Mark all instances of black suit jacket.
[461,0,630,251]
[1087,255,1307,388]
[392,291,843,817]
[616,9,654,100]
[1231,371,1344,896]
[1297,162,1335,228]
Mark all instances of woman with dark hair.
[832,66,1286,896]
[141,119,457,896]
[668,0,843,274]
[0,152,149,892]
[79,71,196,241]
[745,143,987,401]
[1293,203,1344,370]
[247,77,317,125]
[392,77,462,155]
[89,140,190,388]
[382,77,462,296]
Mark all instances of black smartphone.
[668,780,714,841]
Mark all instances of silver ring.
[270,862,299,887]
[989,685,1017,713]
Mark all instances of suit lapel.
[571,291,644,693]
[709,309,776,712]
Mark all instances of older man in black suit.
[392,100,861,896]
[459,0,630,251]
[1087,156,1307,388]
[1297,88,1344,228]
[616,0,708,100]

....................

* [What to produce] Find each line in the records that contains the word "instances", and copy every such line.

* [Answer]
Mark all instances of black suit jacket.
Mark all instances of woman with dark hair.
Mark all instances of black smartphone.
Mark all instances of silver ring.
Mark all instances of suit lapel.
Mark all instances of older man in black suit.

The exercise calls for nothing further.